WHAT THE TASK ASKS = Each line from the one containing "Target: traditional costume" through the end of the data must be retyped exactly, and no other line.

(Referring expression pointing data)
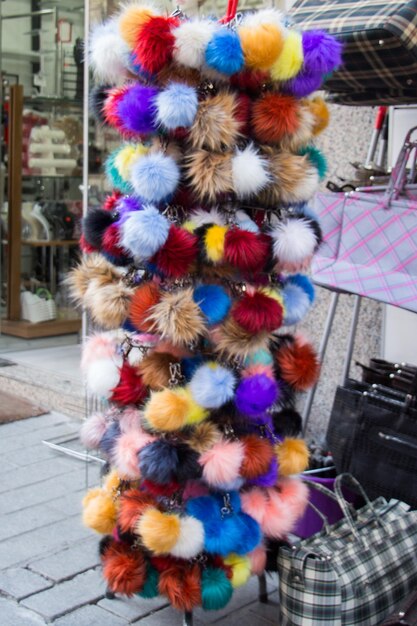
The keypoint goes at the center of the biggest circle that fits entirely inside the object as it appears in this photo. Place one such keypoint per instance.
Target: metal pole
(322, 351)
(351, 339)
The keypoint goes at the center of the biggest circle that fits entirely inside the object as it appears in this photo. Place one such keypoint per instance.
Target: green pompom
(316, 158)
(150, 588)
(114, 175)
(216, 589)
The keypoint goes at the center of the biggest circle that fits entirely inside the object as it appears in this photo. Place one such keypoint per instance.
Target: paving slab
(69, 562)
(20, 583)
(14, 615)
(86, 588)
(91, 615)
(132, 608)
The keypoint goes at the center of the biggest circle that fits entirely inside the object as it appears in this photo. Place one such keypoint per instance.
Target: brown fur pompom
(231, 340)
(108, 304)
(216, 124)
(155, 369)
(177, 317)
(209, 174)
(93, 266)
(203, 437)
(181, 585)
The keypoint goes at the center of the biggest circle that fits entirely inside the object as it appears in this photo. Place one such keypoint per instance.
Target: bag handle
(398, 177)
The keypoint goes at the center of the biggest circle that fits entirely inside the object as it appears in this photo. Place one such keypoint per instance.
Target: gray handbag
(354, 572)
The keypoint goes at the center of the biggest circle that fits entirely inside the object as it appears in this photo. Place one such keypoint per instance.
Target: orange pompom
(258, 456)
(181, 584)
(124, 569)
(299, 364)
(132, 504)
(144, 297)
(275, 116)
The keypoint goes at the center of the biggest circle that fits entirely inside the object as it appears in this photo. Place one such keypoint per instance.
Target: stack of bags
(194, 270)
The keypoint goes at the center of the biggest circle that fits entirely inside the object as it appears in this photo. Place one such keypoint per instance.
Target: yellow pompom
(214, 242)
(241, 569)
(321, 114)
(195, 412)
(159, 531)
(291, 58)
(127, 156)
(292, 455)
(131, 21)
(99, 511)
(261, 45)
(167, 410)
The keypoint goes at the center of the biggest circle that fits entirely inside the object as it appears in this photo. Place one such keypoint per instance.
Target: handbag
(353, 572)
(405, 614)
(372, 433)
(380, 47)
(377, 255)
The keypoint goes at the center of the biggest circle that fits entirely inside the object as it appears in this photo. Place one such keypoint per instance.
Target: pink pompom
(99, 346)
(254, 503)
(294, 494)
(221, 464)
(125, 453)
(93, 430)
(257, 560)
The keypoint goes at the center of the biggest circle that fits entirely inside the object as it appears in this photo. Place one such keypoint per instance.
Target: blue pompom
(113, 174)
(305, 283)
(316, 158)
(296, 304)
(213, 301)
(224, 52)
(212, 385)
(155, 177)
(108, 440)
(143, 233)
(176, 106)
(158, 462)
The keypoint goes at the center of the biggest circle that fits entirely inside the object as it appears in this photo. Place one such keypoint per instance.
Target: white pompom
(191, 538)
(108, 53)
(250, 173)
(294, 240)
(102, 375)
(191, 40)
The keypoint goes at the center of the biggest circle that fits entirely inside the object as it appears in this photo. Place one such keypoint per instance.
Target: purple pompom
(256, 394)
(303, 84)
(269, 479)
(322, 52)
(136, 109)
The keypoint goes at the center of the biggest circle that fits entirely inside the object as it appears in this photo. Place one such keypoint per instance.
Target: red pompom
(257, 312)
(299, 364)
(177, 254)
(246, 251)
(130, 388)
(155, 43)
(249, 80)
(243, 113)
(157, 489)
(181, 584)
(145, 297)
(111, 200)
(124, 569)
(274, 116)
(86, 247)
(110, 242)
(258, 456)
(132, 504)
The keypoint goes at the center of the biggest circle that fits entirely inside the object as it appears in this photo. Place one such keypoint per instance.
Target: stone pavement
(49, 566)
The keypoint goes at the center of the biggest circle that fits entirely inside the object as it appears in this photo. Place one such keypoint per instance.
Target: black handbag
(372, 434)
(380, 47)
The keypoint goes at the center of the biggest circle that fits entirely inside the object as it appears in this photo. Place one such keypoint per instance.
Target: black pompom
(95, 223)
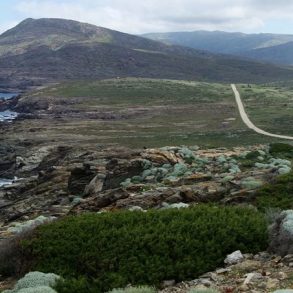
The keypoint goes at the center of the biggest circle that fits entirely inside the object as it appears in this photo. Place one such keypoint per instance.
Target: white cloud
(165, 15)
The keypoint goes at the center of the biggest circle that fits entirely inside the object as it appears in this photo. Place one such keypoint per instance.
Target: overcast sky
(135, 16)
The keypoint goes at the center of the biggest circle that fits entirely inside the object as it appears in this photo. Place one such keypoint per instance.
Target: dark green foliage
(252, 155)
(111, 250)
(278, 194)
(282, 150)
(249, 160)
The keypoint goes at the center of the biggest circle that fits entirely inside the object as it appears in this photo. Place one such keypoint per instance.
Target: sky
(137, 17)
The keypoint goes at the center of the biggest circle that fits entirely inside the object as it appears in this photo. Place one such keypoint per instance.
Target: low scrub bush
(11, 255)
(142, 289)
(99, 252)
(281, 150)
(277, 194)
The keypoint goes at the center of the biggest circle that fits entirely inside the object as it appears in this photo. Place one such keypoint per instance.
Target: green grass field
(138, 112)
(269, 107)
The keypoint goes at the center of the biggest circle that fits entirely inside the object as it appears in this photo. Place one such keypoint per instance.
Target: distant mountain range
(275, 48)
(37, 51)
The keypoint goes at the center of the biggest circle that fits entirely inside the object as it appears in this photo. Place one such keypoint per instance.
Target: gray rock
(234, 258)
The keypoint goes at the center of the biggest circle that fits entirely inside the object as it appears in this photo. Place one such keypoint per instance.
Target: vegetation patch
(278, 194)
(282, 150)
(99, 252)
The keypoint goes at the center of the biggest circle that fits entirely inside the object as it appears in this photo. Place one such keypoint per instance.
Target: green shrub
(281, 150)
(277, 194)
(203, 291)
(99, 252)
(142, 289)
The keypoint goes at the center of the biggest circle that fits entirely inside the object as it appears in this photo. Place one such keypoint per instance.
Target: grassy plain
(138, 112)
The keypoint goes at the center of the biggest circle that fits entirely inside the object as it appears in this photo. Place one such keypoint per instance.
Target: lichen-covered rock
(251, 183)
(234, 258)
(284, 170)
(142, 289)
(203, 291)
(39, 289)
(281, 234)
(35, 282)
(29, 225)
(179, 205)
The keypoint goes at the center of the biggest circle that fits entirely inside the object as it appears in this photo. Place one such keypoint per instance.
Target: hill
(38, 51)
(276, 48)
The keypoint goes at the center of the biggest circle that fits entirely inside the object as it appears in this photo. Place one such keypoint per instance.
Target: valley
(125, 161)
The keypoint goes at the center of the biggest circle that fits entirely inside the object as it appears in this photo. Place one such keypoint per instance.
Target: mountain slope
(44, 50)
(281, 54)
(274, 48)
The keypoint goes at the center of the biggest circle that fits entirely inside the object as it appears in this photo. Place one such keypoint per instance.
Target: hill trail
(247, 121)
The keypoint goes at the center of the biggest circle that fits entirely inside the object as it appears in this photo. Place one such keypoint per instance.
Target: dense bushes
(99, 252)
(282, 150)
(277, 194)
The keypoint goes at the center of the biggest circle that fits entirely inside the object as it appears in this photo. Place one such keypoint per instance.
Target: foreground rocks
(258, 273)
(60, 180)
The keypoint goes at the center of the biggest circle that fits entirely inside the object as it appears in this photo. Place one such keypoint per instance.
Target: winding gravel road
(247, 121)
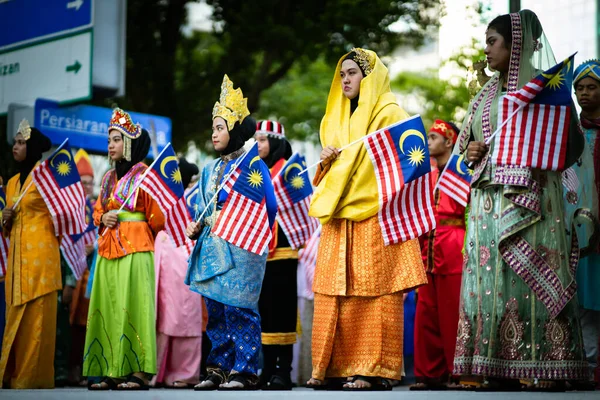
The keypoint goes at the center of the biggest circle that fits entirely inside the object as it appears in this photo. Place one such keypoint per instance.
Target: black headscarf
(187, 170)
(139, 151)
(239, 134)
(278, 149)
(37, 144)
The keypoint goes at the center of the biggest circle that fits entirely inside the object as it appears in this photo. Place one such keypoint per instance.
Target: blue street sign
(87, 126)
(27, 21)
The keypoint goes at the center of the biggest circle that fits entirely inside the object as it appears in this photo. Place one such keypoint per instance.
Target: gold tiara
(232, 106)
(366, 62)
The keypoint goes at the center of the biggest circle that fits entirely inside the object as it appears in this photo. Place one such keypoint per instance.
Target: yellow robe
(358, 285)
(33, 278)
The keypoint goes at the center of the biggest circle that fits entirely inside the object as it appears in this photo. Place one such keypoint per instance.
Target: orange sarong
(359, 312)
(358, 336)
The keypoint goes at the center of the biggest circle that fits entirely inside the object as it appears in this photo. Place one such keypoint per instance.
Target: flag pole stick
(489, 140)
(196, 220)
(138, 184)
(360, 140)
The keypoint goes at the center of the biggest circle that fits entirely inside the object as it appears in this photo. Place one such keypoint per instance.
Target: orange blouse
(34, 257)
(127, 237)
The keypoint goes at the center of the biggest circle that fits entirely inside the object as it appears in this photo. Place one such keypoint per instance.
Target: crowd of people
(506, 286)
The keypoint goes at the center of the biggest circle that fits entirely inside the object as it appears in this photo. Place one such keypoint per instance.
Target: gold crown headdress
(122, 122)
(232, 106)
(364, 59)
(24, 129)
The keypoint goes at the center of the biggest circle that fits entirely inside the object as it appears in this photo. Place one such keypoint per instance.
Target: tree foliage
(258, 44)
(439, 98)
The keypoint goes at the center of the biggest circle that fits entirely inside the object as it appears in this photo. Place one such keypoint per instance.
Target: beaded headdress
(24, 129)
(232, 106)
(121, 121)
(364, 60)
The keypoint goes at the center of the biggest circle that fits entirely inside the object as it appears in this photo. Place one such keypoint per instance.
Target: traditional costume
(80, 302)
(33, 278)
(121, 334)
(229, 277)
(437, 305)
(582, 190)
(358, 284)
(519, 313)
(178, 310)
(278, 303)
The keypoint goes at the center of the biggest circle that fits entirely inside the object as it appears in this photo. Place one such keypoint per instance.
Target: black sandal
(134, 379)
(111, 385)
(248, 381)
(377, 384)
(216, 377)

WRITTEN SOLUTION =
Target: traditional costume
(80, 302)
(33, 278)
(121, 334)
(229, 277)
(437, 305)
(582, 190)
(358, 284)
(519, 313)
(178, 310)
(278, 303)
The keypoint goes at the center of the biggest circle that fits entirely inside the object as it appears in this photo. Place one such keypoint per instance.
Target: black sandal
(134, 379)
(111, 385)
(248, 381)
(377, 384)
(216, 377)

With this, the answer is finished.